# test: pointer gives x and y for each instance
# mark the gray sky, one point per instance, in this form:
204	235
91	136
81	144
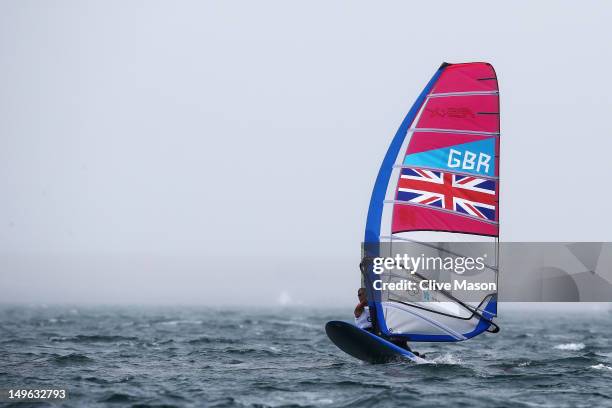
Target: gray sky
224	152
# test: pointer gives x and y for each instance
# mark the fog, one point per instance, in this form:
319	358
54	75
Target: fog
224	152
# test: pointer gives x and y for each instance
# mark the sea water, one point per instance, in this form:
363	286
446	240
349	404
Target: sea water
199	356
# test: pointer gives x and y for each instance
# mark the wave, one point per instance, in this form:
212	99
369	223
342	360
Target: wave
212	340
570	346
72	358
601	367
81	338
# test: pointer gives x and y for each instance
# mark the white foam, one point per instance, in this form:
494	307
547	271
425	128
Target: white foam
601	367
446	359
570	346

--------

**ASSIGNMENT:** Find the line containing "Target: wave", then output it and every line after it to the end of the data, exactly.

**EXERCISE OUTPUT:**
Target: wave
212	340
570	346
72	358
601	367
81	338
# test: pointer gives x and y for each instance
# mark the white foam, one point per instance, in this form:
494	307
547	271
425	128
Target: white foam
601	367
446	359
570	346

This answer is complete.